[Items in a dataset]
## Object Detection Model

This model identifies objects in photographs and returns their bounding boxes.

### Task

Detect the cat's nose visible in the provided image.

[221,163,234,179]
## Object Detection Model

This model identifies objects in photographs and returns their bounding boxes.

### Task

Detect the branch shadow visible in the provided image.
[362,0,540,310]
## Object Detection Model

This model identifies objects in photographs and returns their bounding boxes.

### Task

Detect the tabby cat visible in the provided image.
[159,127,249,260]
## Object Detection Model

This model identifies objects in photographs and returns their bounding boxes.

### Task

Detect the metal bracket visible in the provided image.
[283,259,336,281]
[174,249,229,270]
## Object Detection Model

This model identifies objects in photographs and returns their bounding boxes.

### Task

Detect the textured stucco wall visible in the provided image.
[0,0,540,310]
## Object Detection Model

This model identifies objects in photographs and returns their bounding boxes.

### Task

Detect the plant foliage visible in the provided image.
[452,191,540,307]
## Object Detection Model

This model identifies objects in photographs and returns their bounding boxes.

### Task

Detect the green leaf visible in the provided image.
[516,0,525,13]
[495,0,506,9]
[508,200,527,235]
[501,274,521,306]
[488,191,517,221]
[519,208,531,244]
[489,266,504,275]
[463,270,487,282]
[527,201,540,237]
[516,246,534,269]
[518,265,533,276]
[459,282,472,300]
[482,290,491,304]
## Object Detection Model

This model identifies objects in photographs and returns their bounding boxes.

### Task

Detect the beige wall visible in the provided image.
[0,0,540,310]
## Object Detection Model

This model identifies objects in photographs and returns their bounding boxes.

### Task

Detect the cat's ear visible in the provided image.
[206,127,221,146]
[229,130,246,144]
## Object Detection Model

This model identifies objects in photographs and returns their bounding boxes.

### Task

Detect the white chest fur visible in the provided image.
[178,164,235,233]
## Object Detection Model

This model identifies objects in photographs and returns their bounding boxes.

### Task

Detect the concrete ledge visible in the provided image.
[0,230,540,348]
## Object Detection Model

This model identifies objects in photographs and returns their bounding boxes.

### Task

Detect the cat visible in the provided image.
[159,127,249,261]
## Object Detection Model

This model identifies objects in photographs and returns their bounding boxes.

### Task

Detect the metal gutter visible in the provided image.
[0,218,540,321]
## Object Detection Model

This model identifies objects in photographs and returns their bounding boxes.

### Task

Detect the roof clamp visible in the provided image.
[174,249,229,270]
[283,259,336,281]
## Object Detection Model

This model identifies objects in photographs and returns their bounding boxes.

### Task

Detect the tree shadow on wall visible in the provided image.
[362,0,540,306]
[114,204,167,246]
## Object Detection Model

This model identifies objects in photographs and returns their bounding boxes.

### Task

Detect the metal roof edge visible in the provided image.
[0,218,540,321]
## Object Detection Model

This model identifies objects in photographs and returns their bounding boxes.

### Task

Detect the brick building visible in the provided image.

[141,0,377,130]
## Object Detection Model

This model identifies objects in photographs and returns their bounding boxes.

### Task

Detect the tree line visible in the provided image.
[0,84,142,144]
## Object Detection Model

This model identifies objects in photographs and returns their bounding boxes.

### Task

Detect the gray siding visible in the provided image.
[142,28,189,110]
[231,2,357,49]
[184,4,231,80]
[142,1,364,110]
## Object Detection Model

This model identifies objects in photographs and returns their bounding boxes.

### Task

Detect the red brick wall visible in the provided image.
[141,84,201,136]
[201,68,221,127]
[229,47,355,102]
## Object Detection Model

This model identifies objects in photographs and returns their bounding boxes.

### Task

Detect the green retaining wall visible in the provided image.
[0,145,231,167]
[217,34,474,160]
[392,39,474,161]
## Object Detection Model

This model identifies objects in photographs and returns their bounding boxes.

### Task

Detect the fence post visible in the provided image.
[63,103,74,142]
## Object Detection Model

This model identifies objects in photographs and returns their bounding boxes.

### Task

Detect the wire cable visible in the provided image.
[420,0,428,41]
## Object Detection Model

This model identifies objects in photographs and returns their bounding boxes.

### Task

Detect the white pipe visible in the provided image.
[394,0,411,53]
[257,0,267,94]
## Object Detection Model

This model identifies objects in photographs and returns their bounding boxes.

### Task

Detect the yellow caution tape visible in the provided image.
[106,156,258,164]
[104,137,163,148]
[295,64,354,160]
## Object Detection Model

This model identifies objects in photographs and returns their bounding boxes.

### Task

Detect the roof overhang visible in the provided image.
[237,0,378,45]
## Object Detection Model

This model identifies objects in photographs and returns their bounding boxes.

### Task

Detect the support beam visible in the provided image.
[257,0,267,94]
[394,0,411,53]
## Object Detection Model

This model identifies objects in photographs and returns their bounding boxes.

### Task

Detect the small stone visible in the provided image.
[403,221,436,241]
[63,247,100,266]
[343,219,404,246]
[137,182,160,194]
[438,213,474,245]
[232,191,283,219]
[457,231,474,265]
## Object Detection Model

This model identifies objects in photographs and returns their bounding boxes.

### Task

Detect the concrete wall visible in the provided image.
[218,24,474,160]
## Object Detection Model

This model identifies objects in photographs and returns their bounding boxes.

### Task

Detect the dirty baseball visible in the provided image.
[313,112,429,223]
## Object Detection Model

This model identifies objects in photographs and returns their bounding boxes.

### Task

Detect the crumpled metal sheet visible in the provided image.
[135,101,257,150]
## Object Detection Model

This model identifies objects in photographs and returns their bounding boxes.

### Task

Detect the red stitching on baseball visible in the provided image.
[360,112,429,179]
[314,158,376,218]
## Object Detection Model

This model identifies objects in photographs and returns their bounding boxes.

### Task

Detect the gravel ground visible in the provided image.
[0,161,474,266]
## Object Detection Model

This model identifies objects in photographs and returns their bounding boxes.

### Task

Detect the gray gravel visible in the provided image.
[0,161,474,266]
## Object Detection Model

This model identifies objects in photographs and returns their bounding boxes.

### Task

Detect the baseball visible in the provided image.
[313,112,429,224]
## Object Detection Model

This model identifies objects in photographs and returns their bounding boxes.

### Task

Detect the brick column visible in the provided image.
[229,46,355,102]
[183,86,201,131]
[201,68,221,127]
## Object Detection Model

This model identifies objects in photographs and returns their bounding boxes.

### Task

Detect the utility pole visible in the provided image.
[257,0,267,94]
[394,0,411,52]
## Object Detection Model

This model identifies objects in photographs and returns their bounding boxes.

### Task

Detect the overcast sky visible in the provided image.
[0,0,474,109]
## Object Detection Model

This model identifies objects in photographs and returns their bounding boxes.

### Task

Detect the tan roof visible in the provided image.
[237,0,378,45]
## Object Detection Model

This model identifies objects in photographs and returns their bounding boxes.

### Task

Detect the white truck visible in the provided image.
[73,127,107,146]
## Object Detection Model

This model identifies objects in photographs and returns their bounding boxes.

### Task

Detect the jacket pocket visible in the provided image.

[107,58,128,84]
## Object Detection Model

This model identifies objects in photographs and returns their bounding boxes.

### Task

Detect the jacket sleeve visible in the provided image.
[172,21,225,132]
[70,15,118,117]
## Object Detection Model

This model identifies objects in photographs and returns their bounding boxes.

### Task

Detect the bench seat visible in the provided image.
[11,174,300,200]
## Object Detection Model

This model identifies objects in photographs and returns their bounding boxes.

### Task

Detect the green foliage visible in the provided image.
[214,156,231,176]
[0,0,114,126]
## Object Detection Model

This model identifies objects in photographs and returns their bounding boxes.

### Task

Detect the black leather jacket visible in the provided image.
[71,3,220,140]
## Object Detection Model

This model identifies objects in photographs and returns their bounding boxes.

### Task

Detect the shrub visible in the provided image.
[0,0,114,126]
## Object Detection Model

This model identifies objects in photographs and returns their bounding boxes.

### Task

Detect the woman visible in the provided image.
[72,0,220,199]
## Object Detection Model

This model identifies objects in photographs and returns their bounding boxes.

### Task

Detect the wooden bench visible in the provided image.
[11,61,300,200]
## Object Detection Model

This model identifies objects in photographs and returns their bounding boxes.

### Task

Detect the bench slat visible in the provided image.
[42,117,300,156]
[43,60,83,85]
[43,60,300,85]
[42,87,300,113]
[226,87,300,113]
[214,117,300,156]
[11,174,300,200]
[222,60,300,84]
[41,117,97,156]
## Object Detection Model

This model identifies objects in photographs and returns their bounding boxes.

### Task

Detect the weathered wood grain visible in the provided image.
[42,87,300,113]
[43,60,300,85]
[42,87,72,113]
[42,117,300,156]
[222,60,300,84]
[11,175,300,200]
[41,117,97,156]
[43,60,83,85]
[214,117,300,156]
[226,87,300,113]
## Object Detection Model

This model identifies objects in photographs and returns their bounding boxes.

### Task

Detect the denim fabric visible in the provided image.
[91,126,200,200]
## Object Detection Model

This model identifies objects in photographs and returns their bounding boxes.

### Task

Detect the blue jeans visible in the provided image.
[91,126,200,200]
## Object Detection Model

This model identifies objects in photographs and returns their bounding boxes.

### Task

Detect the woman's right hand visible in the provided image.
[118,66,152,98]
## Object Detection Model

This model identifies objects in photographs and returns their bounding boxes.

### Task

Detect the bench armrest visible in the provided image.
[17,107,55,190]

...

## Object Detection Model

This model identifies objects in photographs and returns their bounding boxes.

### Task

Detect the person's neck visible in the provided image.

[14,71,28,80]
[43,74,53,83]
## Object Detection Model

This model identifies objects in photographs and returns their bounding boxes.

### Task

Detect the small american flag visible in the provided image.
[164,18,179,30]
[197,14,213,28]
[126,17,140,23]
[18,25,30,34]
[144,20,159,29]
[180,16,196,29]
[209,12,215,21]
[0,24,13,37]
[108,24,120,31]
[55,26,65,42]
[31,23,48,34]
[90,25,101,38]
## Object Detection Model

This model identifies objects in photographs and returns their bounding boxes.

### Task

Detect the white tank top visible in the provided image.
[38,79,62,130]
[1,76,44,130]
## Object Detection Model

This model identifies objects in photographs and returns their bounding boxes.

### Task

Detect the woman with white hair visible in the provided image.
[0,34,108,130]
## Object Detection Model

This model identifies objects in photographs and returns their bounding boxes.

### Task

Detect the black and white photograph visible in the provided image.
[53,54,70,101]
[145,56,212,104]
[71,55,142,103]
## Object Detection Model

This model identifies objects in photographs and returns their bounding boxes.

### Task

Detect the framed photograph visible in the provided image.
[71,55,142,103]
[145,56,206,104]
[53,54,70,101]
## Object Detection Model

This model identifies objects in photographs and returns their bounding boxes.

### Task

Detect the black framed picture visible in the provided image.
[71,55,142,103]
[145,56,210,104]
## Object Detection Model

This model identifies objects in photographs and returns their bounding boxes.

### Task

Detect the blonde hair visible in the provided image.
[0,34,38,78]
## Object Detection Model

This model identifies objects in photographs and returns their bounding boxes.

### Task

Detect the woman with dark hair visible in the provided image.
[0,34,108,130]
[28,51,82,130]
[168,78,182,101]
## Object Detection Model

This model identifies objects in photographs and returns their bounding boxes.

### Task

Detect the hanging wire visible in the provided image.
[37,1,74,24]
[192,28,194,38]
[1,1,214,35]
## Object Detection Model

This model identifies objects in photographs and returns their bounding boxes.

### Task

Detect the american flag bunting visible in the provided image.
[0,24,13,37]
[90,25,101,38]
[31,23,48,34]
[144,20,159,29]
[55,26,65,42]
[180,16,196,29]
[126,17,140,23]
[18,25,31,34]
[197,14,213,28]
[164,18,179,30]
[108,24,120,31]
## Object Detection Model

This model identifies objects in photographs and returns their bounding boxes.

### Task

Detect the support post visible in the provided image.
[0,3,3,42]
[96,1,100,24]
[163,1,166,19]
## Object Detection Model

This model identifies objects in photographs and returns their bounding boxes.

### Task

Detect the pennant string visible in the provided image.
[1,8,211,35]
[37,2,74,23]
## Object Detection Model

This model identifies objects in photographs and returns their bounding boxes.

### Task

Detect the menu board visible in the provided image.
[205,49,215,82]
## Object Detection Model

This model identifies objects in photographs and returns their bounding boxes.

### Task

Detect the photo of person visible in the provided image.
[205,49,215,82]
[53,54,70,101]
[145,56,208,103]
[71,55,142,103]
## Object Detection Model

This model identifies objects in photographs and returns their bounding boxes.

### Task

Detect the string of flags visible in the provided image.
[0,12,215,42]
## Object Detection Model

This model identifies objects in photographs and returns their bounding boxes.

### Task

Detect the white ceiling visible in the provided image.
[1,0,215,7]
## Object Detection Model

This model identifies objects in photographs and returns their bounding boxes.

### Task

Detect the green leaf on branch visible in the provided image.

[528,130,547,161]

- [Objective]: Identify every line in the records that contains the string "support" and copy each of those lines. Matching is case-sensitive.

- [Solved exercise]:
Detect the support beam visible in the provided image.
Detect the support post visible in the provided image.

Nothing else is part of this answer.